-- ВЫБРАННЫЙ ОТРЫВОК --
Вызывает восхищение отзыв А.А. Чемакина на новое издание воспоминаний В.В. Шульгина. Казалось бы, зачем переиздавать хорошо известные мемуары – пусть даже чрезвычайно яркого политика и публициста? Однако А.В. Репников в предисловии и комментариях убедительно показал, что далеко не весь когнитивный потенциал данного источника использован. Со своей стороны, Чемакин не только дополнил и уточнил некоторые комментарии, но и добавил к ним важную, никогда не публиковавшуюся информацию. В общем, это блестящая аналитическая работа, выполненная с профессиональным уважением к публикатору.

К сожалению, рядом располагается нечто совсем иное. Речь о рецензии Н.А. Михалева и Н.В. Суржиковой на уже широко известную российскому читателю книгу Хелен Раппапорт «Застигнутые революцией: живые голоса очевидцев». Она была оперативно переведена на русский язык (о чем я в свое время предупредил редакцию), но рецензенты почему-то откликнулись именно на англоязычное издание.

В свое время Раппапорт отметилась бестселлером «Дневники княжон Романовых. Загубленные жизни» – само название указывает на жанр. Однако новая книга – не совсем обычное «дамское чтиво». Пересказ непосредственных впечатлений людей иной культуры от российской революционной обыденности, в какой форме он не был бы представлен, способен произвести впечатление даже на профессионального историка: вырастают проблемы культурного взаимовосприятия и формирования исторической памяти. Я неоднократно цитировал и англоязычный оригинал, и, вслед за тем, российское издание. Однако рецензенты подвергли сочинение Раппапорт такому разбору, словно это не обычная «попса», а что-то вроде учёной диссертации или толстенной монографии, одобренной солидными рецензентами или in corpore учёным советом. Насколько объективно, к примеру, воспроизведены ожидания революционного взрыва? Не присочинили ли мемуаристы задним числом? Разумеется, не только мемуары, но и иные дневники со временем переписываются. Но обычно профессиональный историк легко разбирается в этом, памятуя, что непосредственные впечатления отнюдь не синхронно ложатся на бумагу, всё сомнительное уходит в дальние закоулки памяти. Приводятся и шокирующие факты, которые не поддаются последующей беллетристической корректировке.

Как было то ни было, всякий литературный труд следует оценивать соответственно задачам, поставленным автором (памятуя о сверхзадачах, которые вольно или невольно, поднимаются из контекста того или иного произведения). Конечно, Раппапорт решала скорее эмоционально-беллетристические, нежели историографические задачи. Между тем, рецензенты почему-то решили продемонстрировать «мощь научной мысли», избивая «убогого».

-- ЗАДАНИЕ 1 --
Повторите без изменений записи, начиная со строки, где есть «of white tote», и заканчивая последней строкой записей, включая обе границы.

-- ДАННЫЕ --
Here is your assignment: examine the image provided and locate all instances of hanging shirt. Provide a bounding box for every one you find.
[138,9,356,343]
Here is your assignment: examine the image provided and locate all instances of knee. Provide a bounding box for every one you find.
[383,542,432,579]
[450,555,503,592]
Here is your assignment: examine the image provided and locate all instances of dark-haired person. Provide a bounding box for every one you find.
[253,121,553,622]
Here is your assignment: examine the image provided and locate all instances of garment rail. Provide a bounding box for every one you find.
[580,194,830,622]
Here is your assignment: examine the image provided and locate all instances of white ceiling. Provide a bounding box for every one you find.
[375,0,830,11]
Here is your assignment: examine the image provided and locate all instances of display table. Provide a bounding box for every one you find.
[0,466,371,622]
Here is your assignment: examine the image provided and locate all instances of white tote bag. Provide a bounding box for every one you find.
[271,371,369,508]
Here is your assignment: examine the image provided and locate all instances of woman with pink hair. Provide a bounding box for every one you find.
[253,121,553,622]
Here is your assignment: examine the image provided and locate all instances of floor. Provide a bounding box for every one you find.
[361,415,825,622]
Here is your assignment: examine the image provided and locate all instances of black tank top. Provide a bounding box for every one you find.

-- ЗАДАНИЕ 2 --
Продублируйте дословно часть выбранного отрывка, начиная со слов «К сожалению, рядом» и заканчивая словами «на англоязычное издание.».

-- РЕШЕНИЕ ЗАДАНИЯ 1 --
Here is your assignment: examine the image provided and locate all instances of white tote bag. Provide a bounding box for every one you find.
[271,371,369,508]
Here is your assignment: examine the image provided and locate all instances of woman with pink hair. Provide a bounding box for every one you find.
[253,121,553,622]
Here is your assignment: examine the image provided and locate all instances of floor. Provide a bounding box for every one you find.
[361,415,825,622]
Here is your assignment: examine the image provided and locate all instances of black tank top. Provide a bounding box for every one you find.

-- РЕШЕНИЕ ЗАДАНИЯ 2 --
К сожалению, рядом располагается нечто совсем иное. Речь о рецензии Н.А. Михалева и Н.В. Суржиковой на уже широко известную российскому читателю книгу Хелен Раппапорт «Застигнутые революцией: живые голоса очевидцев». Она была оперативно переведена на русский язык (о чем я в свое время предупредил редакцию), но рецензенты почему-то откликнулись именно на англоязычное издание.